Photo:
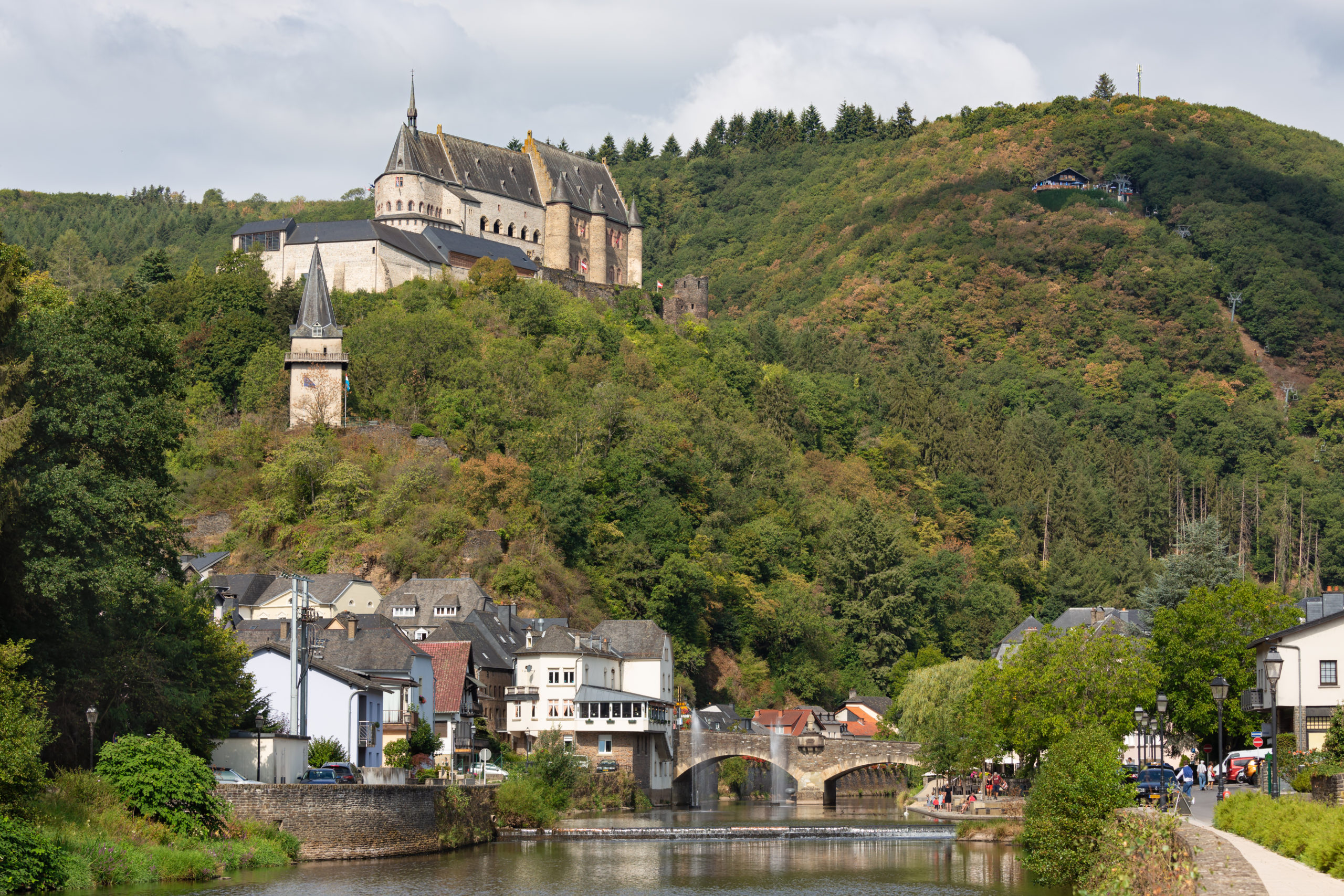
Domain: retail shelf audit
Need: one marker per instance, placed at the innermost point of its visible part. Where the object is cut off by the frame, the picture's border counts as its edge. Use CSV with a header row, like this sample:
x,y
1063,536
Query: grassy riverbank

• Problem to work on
Each record above, in full: return it exactly, pictures excluded.

• Answer to the exercise
Photo:
Domain: retail shelf audit
Need: one marker per instance, placed at the innermost point of its visible part. Where the object is cut off by the frame, the picture's border counts as its edge. Use CSV with a header row, like this sample:
x,y
1063,536
Query: grassy riverbank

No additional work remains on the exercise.